▸ ENTRIES SHOWN:
----
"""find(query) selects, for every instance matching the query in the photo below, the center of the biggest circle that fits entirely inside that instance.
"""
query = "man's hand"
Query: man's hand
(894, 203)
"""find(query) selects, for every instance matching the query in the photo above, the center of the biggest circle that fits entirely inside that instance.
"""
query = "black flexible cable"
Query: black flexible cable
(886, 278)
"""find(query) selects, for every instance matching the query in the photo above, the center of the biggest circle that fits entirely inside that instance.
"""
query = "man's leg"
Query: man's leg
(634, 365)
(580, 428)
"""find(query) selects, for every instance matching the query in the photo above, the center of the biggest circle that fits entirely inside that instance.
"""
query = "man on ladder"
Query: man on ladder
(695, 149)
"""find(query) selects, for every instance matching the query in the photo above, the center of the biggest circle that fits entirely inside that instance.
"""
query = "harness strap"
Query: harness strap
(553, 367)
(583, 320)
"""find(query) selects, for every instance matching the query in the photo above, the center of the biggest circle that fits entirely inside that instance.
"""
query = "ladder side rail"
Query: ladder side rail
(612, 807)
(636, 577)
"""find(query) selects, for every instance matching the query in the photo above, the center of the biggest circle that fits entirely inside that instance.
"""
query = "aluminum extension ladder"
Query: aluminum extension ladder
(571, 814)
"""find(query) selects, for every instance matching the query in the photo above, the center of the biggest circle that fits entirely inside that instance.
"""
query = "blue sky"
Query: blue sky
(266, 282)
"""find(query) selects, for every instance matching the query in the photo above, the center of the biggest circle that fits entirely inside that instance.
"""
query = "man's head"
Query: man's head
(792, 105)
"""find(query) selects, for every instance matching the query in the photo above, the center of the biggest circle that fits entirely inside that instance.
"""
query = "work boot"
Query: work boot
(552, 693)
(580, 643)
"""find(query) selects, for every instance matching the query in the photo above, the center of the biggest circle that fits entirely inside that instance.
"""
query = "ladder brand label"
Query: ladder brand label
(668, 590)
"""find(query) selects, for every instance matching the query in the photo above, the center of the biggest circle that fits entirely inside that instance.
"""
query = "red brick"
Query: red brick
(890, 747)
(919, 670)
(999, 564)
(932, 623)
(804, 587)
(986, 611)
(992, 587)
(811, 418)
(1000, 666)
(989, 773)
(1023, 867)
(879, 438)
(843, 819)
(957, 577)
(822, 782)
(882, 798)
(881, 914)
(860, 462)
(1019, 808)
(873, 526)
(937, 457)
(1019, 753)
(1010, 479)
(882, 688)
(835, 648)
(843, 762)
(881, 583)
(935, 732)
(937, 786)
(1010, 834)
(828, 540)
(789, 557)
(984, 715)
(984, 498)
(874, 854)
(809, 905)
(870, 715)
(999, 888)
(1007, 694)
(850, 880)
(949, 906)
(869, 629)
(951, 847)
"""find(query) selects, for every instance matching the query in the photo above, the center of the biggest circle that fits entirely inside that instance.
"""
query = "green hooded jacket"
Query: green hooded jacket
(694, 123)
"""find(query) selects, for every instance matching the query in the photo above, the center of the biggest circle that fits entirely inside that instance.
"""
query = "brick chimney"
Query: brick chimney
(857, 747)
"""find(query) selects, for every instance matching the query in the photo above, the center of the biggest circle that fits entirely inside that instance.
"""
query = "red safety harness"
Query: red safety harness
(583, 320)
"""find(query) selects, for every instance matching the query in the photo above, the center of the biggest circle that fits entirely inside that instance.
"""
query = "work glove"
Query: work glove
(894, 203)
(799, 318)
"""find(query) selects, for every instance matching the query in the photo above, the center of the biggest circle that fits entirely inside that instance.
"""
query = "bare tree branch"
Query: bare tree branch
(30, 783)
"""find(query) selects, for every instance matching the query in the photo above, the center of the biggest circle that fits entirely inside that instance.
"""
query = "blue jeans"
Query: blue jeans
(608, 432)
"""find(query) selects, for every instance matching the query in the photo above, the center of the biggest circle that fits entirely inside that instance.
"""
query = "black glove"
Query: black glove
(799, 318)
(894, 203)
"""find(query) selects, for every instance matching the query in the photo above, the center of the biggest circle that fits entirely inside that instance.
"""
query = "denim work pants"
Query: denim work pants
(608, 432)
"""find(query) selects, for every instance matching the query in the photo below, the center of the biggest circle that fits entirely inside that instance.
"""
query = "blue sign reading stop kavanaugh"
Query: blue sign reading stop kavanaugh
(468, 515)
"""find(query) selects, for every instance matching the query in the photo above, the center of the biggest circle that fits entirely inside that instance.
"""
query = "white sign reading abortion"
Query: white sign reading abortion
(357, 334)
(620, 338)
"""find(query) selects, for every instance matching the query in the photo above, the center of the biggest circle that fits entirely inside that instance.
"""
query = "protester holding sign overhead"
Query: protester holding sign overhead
----
▸ PROBLEM TO WORK ON: Copy every line of the data that holds the string "holding".

▸ WRITTEN SOLUTION:
query = "protester holding sign overhead"
Query: protester holding sign overhead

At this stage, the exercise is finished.